--- TEXTE FOURNI ---

Namouna se déroule dans trois décors. Le premier acte, dit le programme, se passe dans un « Casino à Corfou ». Il paraît qu’il y avait des casinos à Corfou sous Louis XIII. Mais on n’y joue ni à la roulette ni aux petits chevaux, on y joue aux dés. On y perd tout de même tout ce que l’on veut. Le forban Adriani perd aux dés ses trésors, sa tartane et son esclave Namouna. Dans les tableaux suivants, il perdra même à être connu !

Le second décor représente une belle place ombragée, toujours à Corfou. C’est jour de fête ; on aperçoit des baraques de forains et des tréteaux de marchands d’onguents et autres arracheurs de dents. Le méchant Adriani cherche querelle à Ottavio, dont les bottes ne sont malheureusement pas secrètes, car il ne les quitte pas de la soirée. Heureusement, l’incomparable Zambelli, qui sait mieux que personne ce que c’est que des pointes, s’interpose avec une courageuse insistance entre les épées et rend le duel impossible. Quel joli témoin à donner à un enfant !

Ici nous avons entendu des musiciens grimpés sur un char, jouer sur leurs cuivres un air très raisonnablement bruyant. Or il paraît qu’à la première, en 1882, ce morceau fit scandale ! On cria à l’infernal tapage, à l’assourdissante cacophonie ! Eh bien ! nos oreilles en ont fait du chemin depuis ce temps-là ! C’est en leur faisant prendre non pas du fer mais du cuivre pendant vingt-six ans que l’on a fortifié leur constitution.

---

TRAVAIL DEMANDÉ
1. Recopiez le passage du texte sur Namouna qui va de « Le second décor » à « à un enfant ! ».
2. Indiquez ce que le forban Adriani perd aux dés selon le texte sur Namouna.

--- DONNÉES SAISIES ---

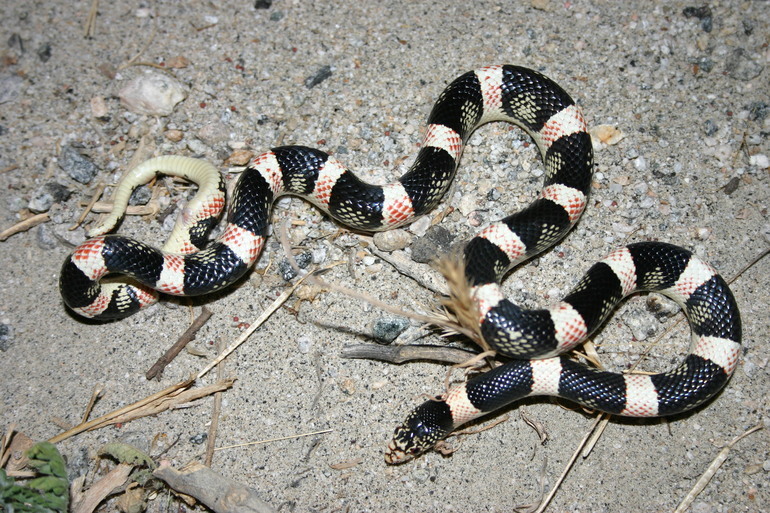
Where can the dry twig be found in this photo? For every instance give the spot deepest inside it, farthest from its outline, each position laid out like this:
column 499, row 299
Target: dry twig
column 157, row 369
column 25, row 225
column 401, row 354
column 220, row 494
column 711, row 470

---

RÉPONSES CI-DESSOUS
1.
Le second décor représente une belle place ombragée, toujours à Corfou. C’est jour de fête ; on aperçoit des baraques de forains et des tréteaux de marchands d’onguents et autres arracheurs de dents. Le méchant Adriani cherche querelle à Ottavio, dont les bottes ne sont malheureusement pas secrètes, car il ne les quitte pas de la soirée. Heureusement, l’incomparable Zambelli, qui sait mieux que personne ce que c’est que des pointes, s’interpose avec une courageuse insistance entre les épées et rend le duel impossible. Quel joli témoin à donner à un enfant !

2. Ses trésors, sa tartane et son esclave Namouna.